→ Reading passage
Kaspersky program matches product resellers with services partners

PUNTA CANA, DOMINICAN REPUBLIC – A new services program launched by security vendor Kaspersky Lab at its North American partner conference last week aims to boost business for services partners while providing incremental revenue and account protection for resellers than lack a services arm.

The program, dubbed Certified Service Provider (CSP), sees Kaspersky technically accredit services partners with the skills to successfully complete Kaspersky deployments. A reseller without a services arm, or without the services capacity to complete a particularly large deal, can sell a Kaspersky services SKU.

And CSP partners can get referred services business by Kaspersky. Essentially, the reseller contracts the implementation to Kaspersky, who sub-contracts it to the CSP partner that best fits the opportunity. Kaspersky will offer the services opportunity to all qualified CSP partners, and the first to respond gets the deal.

To protect the reseller, services partners are contractually prohibited from doing business with any customer for one year, unless they’ve previously done business with that customer. The reseller earns about 15 per cent margin on the services sale and Kaspersky only takes enough to cover program administration costs, with the rest going to the services partner. CSP partners will need about four days training to become accredited, and enrollment will be limited to match demand levels.

→ Input for this task
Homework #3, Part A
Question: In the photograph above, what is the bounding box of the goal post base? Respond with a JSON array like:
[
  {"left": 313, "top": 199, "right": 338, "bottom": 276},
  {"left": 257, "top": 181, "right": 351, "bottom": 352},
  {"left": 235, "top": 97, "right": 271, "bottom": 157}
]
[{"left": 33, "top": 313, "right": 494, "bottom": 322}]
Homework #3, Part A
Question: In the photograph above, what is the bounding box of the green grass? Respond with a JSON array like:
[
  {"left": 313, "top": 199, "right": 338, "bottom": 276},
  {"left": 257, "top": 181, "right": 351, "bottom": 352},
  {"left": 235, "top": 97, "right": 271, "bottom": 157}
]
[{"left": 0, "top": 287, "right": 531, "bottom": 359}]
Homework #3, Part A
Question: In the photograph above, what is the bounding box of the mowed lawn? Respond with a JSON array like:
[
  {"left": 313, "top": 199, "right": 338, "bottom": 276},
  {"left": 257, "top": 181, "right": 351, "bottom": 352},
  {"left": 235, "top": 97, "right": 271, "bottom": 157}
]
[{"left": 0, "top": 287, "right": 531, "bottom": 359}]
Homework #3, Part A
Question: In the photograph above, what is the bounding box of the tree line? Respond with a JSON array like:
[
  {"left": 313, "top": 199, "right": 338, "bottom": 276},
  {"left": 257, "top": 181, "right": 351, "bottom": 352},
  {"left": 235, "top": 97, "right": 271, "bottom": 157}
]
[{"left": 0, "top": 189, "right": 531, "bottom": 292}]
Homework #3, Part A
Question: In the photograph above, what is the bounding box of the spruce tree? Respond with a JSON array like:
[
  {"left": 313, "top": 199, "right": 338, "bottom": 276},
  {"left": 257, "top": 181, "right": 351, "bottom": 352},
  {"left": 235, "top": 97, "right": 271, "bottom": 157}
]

→ Job 1
Answer these questions about the Kaspersky article:
(a) What is the full name of the new program?
(b) For how long are services partners contractually barred from doing business with a customer they have not previously worked with?
(c) About how many days of training do CSP partners need to become accredited?
→ Job 2
Count the lines of the records that contain the string "bounding", treating uppercase and lowercase as different, and reply with the number alone.
The article and the records have nothing to do with each other.

→ Expected output 1
(a) Certified Service Provider (CSP)
(b) One year
(c) About four days

→ Expected output 2
5